Copy the records below without any change, from the line with "Where exactly is the leafy" up to and including the line with "37 35 86 44", and nothing else.

--- Material for this task ---

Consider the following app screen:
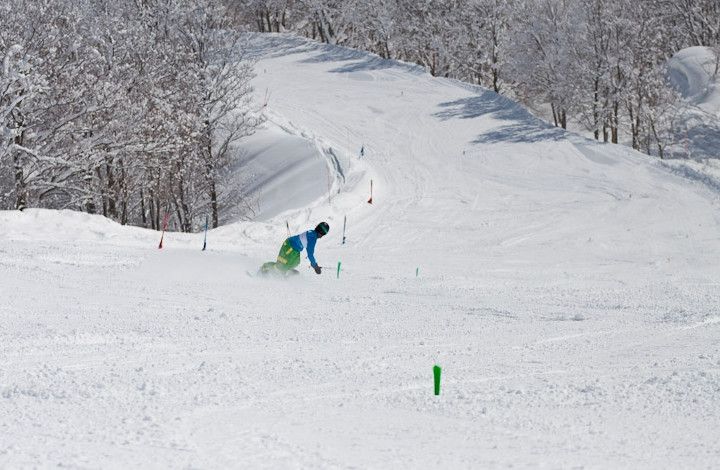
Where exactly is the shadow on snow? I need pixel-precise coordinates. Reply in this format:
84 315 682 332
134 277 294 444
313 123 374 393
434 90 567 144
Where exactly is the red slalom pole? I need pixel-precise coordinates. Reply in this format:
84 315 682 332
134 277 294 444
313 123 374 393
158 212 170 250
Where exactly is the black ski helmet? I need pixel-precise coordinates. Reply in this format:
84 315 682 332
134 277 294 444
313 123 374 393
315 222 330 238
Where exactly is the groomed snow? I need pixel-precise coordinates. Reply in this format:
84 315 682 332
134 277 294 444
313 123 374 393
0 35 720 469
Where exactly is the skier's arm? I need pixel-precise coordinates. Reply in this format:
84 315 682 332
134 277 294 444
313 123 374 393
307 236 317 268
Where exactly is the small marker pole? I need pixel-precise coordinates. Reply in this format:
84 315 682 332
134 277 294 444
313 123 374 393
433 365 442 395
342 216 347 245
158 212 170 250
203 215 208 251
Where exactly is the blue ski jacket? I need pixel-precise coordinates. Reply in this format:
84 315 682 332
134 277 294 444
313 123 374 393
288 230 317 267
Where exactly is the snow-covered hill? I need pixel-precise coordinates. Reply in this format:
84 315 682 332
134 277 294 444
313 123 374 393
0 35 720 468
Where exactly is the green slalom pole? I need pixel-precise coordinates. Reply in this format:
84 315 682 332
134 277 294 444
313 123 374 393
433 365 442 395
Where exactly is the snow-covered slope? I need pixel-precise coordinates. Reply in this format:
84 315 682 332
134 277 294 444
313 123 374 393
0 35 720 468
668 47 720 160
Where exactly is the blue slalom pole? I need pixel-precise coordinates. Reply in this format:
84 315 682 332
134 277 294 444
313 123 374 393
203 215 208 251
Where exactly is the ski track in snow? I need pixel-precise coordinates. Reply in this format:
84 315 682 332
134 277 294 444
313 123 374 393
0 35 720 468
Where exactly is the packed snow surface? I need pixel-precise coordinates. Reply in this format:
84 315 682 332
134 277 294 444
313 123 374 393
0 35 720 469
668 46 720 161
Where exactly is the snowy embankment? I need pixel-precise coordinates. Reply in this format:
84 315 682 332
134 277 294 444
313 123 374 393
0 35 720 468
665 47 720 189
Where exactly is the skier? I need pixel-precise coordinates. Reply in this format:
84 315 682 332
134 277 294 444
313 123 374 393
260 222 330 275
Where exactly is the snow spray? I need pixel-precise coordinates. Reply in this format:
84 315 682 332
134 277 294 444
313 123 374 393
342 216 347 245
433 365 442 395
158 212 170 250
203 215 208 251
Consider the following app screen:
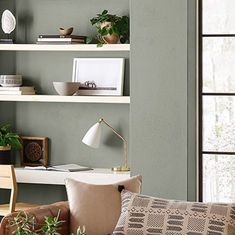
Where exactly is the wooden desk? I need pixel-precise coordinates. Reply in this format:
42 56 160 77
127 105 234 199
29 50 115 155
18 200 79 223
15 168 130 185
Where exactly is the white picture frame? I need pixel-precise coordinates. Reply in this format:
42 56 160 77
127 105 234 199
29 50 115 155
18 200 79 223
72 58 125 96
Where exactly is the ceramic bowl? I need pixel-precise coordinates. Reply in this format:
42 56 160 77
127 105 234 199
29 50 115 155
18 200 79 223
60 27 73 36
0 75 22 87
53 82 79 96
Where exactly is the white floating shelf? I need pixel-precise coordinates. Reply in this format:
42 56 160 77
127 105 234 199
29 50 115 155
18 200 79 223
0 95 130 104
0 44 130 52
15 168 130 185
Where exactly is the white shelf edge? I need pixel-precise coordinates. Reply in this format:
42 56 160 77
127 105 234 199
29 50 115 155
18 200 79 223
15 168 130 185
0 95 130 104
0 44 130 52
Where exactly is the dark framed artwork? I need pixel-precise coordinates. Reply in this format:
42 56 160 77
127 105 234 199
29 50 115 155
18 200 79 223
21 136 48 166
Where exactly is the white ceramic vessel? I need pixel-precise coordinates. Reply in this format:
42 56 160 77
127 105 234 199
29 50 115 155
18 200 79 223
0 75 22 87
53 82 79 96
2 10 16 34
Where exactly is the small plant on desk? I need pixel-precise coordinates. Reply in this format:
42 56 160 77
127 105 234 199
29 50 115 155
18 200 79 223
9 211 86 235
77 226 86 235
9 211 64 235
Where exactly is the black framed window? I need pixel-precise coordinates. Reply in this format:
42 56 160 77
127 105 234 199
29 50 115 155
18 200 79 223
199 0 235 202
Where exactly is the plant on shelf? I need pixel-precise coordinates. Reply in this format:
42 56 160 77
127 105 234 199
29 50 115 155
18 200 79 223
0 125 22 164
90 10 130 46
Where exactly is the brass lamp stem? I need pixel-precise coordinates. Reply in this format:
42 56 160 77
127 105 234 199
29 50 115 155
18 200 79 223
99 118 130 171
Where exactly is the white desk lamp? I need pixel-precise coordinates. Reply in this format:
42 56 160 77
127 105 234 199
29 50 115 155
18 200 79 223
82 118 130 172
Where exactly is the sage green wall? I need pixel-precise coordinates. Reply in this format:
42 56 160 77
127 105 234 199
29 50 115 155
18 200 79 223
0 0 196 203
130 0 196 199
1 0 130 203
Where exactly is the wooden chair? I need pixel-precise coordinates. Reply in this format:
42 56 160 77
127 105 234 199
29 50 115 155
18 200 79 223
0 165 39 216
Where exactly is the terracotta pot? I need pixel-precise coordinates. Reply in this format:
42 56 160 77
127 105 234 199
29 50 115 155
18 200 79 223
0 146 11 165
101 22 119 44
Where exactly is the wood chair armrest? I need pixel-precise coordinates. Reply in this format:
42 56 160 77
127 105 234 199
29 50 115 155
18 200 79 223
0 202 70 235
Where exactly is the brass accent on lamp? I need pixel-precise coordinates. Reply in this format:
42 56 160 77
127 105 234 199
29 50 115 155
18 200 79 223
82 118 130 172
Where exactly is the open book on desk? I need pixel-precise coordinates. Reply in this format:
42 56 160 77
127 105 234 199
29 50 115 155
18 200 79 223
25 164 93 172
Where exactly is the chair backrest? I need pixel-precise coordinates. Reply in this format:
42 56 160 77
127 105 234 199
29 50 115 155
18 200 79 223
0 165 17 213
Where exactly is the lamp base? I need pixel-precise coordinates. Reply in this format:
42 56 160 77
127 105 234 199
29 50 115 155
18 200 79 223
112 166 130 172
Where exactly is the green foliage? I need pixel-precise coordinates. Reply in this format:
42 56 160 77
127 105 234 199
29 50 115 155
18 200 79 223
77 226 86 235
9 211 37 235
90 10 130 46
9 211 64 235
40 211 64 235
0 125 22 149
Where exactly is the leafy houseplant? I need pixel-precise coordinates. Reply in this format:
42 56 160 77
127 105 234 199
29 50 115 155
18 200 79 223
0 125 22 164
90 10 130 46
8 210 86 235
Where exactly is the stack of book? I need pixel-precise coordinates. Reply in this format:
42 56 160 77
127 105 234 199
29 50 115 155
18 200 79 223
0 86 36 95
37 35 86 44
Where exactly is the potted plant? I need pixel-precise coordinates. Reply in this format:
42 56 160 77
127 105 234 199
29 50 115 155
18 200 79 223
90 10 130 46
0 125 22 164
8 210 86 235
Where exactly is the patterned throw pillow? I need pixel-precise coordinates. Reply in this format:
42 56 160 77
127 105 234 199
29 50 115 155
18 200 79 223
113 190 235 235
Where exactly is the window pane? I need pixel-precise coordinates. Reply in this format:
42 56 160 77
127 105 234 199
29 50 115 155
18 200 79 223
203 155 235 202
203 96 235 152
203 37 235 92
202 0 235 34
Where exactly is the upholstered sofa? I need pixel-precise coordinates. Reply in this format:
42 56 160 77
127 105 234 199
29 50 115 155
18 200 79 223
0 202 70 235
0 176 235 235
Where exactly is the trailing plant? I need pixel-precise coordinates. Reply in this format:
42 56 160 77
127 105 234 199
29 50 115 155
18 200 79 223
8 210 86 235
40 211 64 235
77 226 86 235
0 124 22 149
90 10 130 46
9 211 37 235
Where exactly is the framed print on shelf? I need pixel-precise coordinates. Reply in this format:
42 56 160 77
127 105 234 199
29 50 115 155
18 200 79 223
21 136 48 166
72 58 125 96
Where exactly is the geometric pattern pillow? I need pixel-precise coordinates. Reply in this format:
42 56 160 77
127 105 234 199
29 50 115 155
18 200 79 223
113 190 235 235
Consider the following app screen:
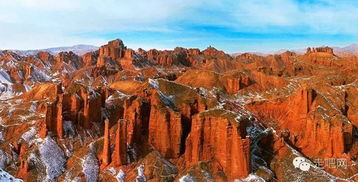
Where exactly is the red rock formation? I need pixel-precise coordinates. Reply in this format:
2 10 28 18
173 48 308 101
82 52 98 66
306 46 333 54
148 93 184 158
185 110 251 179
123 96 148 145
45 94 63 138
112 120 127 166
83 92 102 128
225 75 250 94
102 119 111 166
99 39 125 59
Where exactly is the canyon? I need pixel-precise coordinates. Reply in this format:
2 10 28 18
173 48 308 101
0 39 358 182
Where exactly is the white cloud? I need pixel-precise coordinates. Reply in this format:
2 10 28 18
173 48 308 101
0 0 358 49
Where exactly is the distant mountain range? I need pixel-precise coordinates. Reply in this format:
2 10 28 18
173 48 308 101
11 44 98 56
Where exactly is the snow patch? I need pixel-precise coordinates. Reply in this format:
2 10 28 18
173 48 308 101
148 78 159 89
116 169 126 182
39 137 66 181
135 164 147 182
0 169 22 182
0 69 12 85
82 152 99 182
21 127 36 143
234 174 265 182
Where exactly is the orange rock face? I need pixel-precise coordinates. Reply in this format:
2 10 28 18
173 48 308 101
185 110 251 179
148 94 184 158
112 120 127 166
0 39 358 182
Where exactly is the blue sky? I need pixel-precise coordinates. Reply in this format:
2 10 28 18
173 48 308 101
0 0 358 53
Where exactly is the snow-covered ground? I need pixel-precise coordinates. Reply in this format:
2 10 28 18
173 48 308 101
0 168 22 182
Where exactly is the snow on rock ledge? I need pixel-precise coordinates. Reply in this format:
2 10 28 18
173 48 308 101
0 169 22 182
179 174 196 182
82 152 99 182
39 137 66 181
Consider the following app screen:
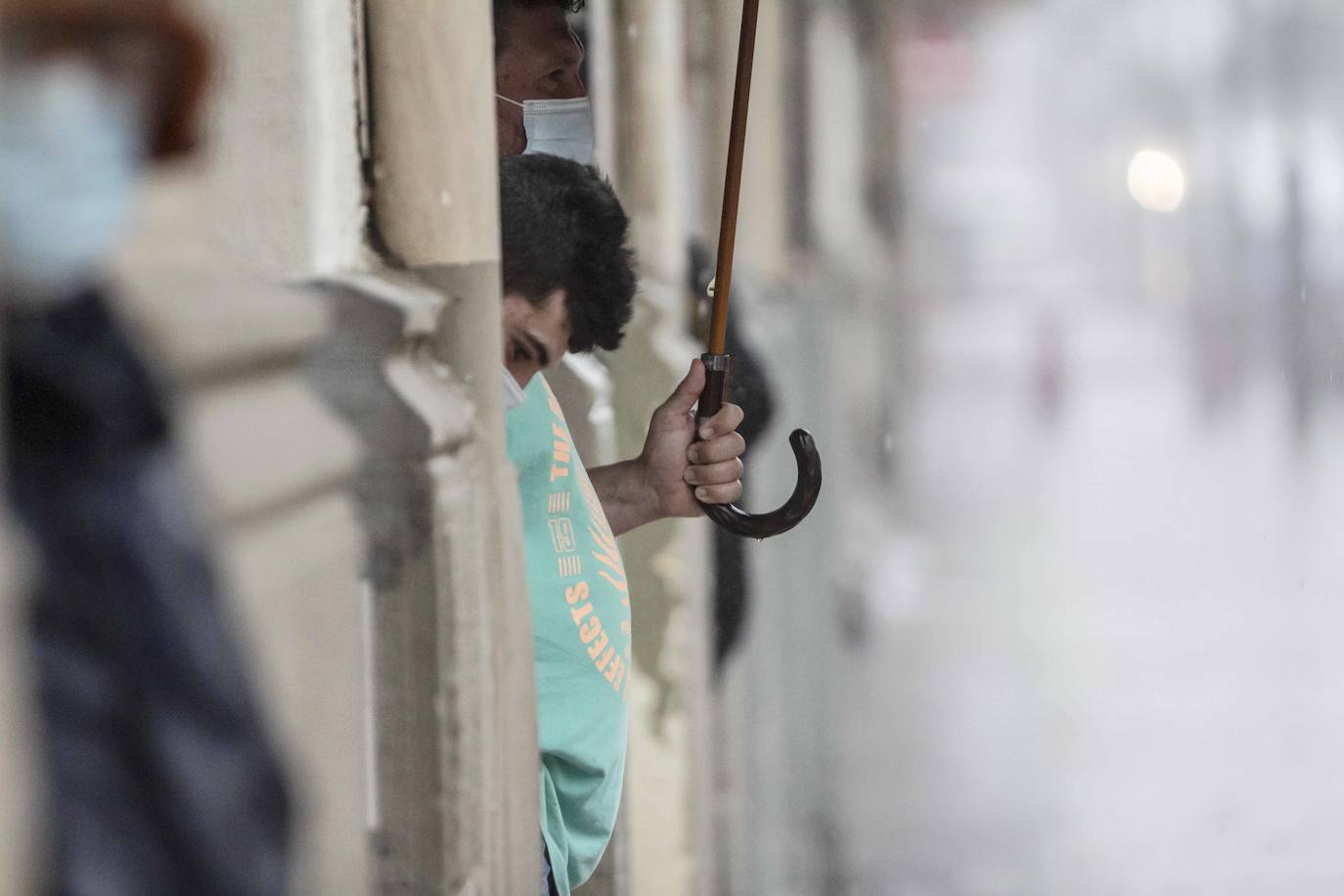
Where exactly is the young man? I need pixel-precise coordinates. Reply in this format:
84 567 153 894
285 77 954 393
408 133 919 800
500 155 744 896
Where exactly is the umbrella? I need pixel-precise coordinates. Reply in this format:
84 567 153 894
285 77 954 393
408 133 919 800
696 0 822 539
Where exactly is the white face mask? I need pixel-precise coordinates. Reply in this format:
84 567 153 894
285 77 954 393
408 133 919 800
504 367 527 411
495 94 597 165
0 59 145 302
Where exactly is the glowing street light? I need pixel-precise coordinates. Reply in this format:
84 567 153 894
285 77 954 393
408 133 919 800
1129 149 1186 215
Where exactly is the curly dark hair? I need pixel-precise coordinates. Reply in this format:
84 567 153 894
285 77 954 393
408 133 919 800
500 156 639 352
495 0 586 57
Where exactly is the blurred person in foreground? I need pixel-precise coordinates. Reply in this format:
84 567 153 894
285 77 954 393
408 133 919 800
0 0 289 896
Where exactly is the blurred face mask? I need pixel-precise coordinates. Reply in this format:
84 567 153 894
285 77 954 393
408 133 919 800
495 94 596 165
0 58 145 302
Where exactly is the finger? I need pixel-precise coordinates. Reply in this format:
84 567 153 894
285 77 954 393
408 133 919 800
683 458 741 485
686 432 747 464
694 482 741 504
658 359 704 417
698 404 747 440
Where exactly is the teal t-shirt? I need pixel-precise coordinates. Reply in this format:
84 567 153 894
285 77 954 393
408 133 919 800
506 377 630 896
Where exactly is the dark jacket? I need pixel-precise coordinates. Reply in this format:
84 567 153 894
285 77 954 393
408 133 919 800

---

- _Solved problem_:
Where exactly is the leafy houseplant? I need pixel-precise coordinates. Reply in this format:
42 56 160 77
127 105 234 199
29 50 115 155
18 200 79 223
0 125 22 164
90 10 130 46
8 210 86 235
Where exactly is the stack of book? I need pixel-precise coordinates. Reply in this format:
42 56 160 77
127 105 234 199
29 50 115 155
18 200 79 223
0 86 36 95
37 35 86 44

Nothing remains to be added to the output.